Título Original: Tendaberry (EUA)
Ano: 2025
Diretora: Haley Elizabeth Anderson
Elenco: Kota Johan, Yuri Pleskun, Stella Tompkins, Erika Kutalia e Megan Lee Dejesus.
Duração: 117 min.
Nota: 2,0/5,0

 

Em seu primeiro longa-metragem, assim como quase todo o elenco, Haley Elizabeth Anderson confunde realismo poético com falta de foco e um amontoado de vícios do cinema independente novaiorquino

Dakota (Kota Johan) namora Yuri (Yuri Pleskum), um imigrante ucraniano que vive com ela em Coney Island, localizada no Brooklyn e famosa por seu parque de diversões, até que esse recebe um chamado e volta para o seu país de origem, que acabara de entrar em Guerra após a invasão russa. Posteriormente, descobrimos que Dakota também vem de uma família de imigrantes, haitianos e dominicanos. Se a Guerra da Ucrânia e o sonho americano frustrado, sobretudo por parte dos imigrantes, já parecem surgir como os temas centrais, dois dos assuntos mais vigentes no cinema e nas premiações americanas atuais (como vimos no último vencedor do Oscar e nos dois ganhadores anteriores na categoria de Melhor Documentário na mesma premiação), una isso à típica narrativa do jovem tentando se descobrir sozinho, esbarrando por diversas interações no caminho, enquanto tenta pagar aluguel, pula de um trabalho para o outro, sofre uma série de abusos, retornando à sua família só para perceber que não pertence mais àquele ambiente. Não para por aí, a história é contada em quatro partes, sendo essas as quatro estações do ano. Quer mais? Então tem Kota narrando em voice over a importância de Coney Island, esse lugar com o qual se identifica, ama e odeia, mas parece fazer parte dali para sempre, usando como referências vídeos em super 8 de um homem que gravou, décadas atrás, a sua vida no lugar. E, claro, os personagens têm os mesmos nomes dos atores reais, quase como se vivessem uma versão deles mesmos, ao mesmo tempo que a narrativa se desenha como um espelho daqueles vídeos em super 8, mas agora retratando outra pessoa, em outra fase da vida, mas naquele mesmo lugar.

-- -- --

→ Objetivos
#1 Com base na crítica de Tendaberry, responda:
(a) Qual é a duração do filme?
(b) Para qual país Yuri retorna?
(c) Em quantas partes a história é contada e a que correspondem essas partes?
#2 Escreva o trecho seguinte da crítica de Tendaberry, começando logo após a última frase apresentada.

(Registros)
-- -- --

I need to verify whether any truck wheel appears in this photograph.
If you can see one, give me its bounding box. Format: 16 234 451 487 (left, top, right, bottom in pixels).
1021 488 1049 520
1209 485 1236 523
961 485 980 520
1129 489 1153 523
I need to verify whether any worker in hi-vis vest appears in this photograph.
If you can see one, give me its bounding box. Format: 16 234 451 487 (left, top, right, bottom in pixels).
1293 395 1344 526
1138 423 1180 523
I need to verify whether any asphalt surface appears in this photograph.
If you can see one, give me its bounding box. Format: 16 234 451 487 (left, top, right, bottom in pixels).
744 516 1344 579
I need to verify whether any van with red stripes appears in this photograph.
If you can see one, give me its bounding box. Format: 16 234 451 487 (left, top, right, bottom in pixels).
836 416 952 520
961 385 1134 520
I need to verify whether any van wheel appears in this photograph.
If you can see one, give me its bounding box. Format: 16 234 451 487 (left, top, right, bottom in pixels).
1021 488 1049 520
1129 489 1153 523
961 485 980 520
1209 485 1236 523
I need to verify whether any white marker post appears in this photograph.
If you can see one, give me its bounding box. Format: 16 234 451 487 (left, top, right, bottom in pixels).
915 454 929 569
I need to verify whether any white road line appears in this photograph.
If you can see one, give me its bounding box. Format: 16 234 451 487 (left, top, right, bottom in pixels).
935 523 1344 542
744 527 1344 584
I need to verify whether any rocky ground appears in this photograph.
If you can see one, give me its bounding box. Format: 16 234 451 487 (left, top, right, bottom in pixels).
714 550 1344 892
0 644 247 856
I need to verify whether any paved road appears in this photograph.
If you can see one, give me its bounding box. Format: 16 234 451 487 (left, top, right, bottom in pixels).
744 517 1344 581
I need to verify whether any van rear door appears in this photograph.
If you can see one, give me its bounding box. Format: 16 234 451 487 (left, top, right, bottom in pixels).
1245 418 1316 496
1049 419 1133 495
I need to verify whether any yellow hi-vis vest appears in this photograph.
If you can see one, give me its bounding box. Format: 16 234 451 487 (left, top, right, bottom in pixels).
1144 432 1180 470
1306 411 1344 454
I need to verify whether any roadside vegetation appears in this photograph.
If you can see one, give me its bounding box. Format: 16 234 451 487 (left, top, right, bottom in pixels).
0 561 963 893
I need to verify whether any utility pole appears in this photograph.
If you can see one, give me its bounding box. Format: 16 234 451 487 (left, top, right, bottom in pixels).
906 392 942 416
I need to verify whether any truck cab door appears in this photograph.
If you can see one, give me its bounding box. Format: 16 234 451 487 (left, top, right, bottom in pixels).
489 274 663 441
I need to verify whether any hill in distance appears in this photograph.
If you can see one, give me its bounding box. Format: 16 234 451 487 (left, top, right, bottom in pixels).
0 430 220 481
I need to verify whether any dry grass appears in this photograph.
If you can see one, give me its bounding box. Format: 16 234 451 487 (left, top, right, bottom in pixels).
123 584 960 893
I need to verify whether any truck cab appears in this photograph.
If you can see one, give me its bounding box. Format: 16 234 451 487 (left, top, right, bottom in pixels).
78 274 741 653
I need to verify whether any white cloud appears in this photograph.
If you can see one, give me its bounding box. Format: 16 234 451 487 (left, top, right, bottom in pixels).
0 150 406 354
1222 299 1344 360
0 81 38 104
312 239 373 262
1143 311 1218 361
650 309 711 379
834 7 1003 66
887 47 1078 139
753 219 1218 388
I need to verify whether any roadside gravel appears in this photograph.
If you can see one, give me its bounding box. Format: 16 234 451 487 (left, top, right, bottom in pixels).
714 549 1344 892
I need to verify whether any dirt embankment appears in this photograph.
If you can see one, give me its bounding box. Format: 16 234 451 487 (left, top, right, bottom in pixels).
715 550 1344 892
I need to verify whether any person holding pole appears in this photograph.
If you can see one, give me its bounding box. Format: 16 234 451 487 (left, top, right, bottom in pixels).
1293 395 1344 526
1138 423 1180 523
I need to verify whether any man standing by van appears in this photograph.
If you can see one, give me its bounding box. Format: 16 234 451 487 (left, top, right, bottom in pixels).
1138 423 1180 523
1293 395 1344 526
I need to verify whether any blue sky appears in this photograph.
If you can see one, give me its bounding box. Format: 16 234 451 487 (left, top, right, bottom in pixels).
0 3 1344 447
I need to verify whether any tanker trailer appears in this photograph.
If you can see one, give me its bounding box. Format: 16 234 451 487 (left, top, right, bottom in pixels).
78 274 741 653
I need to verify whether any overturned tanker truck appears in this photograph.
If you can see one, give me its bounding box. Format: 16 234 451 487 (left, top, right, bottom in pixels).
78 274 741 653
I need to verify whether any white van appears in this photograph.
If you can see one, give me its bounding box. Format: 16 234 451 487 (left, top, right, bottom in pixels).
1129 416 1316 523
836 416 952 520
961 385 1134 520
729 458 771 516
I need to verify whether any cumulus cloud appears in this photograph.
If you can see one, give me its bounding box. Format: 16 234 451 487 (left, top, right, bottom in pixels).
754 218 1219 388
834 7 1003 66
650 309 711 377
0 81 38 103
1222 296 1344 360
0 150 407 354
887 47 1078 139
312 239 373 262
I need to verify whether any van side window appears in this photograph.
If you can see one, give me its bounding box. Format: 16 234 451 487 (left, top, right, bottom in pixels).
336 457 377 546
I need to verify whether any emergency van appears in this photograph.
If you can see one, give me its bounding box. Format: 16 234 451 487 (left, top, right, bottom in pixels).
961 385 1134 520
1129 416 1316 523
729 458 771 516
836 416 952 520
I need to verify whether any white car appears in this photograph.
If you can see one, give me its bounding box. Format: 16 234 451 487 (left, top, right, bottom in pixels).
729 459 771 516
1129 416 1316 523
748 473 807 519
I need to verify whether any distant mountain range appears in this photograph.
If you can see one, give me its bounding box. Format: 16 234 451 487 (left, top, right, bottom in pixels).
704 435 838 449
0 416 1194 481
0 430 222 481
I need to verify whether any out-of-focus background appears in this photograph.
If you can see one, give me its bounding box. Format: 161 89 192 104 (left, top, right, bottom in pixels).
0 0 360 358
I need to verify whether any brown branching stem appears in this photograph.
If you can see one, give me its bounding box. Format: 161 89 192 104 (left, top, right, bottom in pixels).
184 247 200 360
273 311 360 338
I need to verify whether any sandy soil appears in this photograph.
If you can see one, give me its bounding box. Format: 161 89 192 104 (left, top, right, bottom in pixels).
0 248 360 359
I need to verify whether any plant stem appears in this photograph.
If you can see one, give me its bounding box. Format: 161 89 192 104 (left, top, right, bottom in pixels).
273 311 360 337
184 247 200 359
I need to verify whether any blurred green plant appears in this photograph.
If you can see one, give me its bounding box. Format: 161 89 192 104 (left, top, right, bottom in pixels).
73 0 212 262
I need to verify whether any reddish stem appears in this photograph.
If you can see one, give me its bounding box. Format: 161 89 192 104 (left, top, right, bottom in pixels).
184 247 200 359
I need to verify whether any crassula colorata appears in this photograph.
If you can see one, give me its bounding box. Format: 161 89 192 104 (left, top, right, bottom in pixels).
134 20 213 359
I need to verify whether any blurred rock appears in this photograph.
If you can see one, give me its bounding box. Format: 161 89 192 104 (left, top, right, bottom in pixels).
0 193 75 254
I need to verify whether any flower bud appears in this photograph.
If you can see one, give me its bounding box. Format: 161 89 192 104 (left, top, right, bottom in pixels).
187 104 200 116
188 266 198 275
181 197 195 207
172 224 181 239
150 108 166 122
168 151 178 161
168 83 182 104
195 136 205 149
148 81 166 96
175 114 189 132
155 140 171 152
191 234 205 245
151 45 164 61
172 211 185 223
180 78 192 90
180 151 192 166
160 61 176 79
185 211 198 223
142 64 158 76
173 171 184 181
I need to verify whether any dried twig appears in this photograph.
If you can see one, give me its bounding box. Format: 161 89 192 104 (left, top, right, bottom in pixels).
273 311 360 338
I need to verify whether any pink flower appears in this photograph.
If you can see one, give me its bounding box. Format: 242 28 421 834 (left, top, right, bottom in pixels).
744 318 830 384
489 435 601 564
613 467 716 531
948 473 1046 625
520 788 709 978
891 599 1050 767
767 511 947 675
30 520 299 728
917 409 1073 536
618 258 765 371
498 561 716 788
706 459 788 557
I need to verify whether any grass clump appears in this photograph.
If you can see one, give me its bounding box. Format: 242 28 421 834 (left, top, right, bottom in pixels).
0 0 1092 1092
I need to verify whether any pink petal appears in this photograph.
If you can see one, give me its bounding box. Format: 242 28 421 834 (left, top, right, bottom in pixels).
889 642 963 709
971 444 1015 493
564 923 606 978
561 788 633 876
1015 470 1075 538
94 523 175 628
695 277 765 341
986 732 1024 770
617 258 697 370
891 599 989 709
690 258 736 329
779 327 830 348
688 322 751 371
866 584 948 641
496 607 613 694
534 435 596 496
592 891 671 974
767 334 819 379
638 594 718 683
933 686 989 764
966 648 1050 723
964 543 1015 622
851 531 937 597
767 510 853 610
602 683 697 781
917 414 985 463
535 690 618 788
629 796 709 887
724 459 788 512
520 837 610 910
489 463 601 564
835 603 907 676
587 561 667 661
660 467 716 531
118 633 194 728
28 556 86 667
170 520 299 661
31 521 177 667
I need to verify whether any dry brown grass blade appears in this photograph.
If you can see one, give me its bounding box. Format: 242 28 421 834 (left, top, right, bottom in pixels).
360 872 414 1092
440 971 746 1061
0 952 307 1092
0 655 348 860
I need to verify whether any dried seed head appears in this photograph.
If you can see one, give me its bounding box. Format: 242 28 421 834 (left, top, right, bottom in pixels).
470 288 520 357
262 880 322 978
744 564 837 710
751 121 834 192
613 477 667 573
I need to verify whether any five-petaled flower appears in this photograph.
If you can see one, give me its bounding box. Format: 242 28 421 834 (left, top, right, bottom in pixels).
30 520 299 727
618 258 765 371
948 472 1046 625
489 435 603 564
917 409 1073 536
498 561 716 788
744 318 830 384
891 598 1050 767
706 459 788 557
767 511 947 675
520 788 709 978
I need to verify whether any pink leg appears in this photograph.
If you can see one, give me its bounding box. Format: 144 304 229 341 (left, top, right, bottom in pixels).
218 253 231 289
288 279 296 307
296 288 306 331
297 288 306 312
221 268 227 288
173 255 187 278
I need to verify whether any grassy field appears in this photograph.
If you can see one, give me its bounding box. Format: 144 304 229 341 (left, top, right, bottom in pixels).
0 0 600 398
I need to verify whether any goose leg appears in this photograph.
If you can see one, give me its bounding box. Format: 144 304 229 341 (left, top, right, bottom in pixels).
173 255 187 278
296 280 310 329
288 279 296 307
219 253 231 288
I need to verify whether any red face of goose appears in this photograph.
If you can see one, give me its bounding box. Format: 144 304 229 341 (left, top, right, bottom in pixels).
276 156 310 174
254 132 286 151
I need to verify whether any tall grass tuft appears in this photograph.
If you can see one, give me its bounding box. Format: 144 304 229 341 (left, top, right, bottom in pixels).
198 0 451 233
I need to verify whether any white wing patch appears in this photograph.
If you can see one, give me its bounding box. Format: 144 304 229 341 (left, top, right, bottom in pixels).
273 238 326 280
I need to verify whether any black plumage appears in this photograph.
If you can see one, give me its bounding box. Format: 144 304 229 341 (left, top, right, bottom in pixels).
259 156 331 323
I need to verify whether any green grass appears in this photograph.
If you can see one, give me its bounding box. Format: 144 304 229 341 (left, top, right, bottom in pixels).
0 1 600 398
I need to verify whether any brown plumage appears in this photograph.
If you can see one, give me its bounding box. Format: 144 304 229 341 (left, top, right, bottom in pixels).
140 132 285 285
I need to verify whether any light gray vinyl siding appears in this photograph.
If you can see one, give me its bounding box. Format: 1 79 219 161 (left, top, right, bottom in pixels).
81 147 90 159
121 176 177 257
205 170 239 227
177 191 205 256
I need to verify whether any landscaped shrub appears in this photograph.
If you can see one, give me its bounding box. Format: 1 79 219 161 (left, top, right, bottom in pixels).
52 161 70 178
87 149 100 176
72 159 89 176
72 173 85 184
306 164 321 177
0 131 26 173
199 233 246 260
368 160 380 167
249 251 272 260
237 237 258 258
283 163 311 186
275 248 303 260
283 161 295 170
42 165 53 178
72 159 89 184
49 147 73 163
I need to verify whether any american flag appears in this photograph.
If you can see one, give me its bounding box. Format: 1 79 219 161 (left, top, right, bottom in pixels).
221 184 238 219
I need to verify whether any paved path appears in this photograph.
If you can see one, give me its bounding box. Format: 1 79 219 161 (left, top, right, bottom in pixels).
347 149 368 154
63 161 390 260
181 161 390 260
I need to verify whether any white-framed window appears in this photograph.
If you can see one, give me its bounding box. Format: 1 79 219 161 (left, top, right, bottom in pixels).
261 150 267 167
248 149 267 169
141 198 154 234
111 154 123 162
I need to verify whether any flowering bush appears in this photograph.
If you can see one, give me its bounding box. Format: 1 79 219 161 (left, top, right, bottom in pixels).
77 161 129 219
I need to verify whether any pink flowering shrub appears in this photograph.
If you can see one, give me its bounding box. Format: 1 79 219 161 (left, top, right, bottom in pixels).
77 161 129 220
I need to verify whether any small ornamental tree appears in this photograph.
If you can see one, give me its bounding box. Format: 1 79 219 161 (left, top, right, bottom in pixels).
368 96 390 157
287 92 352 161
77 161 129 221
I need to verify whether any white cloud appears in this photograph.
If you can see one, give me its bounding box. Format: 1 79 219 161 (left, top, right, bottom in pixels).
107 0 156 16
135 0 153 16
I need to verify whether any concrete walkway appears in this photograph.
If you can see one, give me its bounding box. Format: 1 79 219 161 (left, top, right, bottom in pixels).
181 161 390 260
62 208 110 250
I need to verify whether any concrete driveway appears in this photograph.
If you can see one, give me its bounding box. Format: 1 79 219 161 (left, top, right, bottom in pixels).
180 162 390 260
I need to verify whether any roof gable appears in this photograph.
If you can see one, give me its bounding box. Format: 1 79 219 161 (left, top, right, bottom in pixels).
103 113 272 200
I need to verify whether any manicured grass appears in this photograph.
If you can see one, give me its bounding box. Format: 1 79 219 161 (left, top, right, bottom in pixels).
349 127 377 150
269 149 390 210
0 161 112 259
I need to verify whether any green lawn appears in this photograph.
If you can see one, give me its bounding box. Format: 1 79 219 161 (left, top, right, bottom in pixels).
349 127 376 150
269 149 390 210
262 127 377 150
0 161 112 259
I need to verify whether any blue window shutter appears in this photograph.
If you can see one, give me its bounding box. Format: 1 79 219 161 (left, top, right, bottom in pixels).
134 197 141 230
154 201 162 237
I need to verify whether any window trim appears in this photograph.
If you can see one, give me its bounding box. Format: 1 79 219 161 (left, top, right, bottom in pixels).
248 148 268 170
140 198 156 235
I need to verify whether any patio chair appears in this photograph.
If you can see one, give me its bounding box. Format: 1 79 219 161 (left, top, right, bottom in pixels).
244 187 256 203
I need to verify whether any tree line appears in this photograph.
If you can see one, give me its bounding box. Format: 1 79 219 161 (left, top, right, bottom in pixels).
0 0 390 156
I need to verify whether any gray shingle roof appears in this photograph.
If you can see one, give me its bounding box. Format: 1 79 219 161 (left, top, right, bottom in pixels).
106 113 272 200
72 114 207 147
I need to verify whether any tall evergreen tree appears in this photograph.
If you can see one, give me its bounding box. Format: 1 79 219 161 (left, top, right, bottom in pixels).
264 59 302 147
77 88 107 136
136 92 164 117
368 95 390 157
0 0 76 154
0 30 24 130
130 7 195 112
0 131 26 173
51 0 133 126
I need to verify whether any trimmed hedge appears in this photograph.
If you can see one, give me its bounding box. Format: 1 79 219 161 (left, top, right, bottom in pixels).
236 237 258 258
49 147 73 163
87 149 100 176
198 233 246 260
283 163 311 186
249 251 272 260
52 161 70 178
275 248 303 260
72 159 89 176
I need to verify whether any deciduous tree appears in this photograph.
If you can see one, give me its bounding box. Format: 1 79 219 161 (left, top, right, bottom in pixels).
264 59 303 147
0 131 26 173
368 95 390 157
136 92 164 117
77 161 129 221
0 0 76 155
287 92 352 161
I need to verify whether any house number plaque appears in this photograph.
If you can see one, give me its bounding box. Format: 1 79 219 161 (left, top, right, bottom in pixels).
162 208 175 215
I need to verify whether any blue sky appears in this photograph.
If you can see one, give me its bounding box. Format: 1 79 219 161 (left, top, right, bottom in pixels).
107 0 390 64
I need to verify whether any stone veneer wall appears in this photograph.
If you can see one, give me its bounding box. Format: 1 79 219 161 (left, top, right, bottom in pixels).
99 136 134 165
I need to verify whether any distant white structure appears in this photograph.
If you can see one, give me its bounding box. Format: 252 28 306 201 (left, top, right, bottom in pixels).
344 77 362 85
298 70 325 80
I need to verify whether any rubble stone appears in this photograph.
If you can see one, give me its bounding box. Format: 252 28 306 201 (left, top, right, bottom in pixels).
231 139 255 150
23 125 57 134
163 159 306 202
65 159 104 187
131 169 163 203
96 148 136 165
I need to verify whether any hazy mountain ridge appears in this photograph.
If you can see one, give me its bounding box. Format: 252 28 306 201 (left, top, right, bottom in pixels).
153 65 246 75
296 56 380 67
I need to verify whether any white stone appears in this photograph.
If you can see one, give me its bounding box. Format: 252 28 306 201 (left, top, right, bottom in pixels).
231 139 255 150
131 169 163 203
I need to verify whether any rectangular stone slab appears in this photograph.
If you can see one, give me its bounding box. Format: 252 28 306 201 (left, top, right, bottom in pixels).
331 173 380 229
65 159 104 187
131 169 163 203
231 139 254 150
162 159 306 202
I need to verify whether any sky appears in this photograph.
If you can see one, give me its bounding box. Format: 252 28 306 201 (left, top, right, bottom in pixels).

-- -- --

→ Resultados
#1
(a) 117 minutos.
(b) Para a Ucrânia, seu país de origem.
(c) Em quatro partes, que correspondem às quatro estações do ano.

#2
Nenhum desses elementos que compõem o todo é um problema por si só. Muito pelo contrário, o cinema independente novaiorquino se utilizou de grande parte deles em sua história, dando resultado a grandes obras, além de aqui os temas serem bastante atuais e a escolha de diferentes formatos (combinado ao filme em si e aos registros em super 8, há também as conversas por Zoom entre Kota e Yuri) poderia criar uma narrativa bastante rica e interessada em falar sobre a técnica cinematográfica. Na prática, em Tendaberry, não há realmente muito interesse por cinema, e nem por arte em geral (inclusive o fato da personagem vender sua música de forma bastante autônoma, cantando no metrô por alguns trocados, pouco impacto tem na narrativa e é rapidamente esquecido). Resta apenas um amontoado de vícios em um filme sem muito foco.

Claro que a narrativa de personagens jovens se descobrindo se vale muito desse acaso típico do realismo, tendo nas escolhas de Haley Elizabeth Anderson, estreante em longa-metragem, uma busca por criar uma poesia (ainda que com recursos meio baratos, como a narração constante da personagem, quase sempre falando sobre Coney Island). É comum a força dessas obras estar presente em cada um dos encontros, as pessoas que passam pela vida da protagonista e somem para nunca mais voltar, mas deixando uma marca significativa na personagem mesmo que o contato tenha sido bastante breve. Só que Haley tem dificuldade em tornar essas interações, em sua maioria, verdadeiramente significativas. Mais do que isso, há uma ânsia em falar sobre muitas coisas no processo sem dar conta de nenhuma em sua completude (o caso mais claro são os comentários de fundo sobre a Guerra da Ucrânia, que vão sendo jogados para lembrar a personagem do namorado, mas na verdade há uma tentativa meio rasa de reforçar os horrores do conflito).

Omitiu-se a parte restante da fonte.